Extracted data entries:
******
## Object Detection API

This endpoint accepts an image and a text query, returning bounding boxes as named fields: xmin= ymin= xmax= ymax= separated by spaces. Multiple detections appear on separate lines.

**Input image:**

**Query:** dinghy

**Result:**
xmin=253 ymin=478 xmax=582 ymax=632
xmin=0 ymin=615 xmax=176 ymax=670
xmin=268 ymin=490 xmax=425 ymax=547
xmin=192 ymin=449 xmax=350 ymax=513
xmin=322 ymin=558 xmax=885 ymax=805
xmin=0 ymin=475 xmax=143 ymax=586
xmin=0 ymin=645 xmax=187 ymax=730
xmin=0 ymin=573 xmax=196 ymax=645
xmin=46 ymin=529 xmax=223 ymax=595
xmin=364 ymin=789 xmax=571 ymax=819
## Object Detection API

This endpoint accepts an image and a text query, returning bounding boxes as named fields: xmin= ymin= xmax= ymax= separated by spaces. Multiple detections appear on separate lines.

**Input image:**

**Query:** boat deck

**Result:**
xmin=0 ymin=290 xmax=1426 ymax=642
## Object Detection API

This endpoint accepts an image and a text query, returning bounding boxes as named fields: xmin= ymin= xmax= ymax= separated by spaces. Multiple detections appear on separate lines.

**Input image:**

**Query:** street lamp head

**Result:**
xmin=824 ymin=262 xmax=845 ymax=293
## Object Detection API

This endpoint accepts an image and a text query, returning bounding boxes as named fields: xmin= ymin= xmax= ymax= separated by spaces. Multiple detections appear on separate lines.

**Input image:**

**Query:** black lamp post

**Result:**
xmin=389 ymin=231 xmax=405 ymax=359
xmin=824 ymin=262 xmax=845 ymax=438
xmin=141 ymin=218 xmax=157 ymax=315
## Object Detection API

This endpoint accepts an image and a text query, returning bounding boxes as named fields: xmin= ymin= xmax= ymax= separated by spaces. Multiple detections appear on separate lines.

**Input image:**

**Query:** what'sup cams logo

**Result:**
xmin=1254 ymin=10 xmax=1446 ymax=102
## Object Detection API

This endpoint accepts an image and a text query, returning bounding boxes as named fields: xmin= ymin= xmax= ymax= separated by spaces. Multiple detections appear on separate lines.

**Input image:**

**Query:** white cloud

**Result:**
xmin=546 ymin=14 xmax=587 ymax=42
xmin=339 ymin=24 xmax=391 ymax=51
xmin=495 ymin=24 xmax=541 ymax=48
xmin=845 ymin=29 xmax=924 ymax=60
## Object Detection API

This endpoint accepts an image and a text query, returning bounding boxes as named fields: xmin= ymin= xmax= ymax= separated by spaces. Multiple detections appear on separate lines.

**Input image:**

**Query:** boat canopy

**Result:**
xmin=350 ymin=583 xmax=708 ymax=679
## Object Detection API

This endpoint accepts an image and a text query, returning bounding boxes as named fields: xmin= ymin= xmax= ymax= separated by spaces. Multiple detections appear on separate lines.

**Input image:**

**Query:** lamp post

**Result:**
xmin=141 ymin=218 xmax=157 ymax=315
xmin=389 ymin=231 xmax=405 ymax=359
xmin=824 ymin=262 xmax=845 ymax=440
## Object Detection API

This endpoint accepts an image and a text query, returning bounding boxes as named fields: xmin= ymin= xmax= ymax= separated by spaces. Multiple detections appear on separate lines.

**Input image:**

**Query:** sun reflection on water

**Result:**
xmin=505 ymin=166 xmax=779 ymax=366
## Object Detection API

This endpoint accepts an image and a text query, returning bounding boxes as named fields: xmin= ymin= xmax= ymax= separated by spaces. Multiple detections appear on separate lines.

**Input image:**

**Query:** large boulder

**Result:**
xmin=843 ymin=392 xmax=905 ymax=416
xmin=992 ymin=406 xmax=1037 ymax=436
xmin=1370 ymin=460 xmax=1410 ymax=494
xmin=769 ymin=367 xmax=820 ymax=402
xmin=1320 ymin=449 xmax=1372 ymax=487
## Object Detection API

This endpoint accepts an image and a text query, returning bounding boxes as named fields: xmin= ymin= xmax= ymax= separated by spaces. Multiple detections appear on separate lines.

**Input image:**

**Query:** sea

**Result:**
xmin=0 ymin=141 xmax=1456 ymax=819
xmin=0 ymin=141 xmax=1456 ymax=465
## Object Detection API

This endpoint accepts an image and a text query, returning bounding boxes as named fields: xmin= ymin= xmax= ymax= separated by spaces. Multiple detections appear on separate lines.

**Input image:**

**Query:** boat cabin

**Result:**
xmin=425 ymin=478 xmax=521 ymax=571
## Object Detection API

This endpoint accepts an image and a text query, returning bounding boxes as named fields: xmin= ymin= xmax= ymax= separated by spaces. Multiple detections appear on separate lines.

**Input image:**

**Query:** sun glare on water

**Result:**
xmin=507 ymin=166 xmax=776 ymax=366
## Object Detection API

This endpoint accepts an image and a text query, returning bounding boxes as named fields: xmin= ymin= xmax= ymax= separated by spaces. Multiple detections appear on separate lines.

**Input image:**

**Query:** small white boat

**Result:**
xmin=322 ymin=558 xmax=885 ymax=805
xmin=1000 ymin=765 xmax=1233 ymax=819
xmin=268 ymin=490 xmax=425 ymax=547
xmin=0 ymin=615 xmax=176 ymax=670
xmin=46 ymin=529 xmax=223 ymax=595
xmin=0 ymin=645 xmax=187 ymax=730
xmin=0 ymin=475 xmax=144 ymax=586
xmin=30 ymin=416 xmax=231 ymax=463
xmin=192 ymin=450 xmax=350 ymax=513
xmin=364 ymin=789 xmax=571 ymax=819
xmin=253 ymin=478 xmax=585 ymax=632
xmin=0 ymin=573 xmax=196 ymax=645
******
Return every line of the records that contains the string "white", treating case as significant.

**Query:** white cloud
**Query:** small white boat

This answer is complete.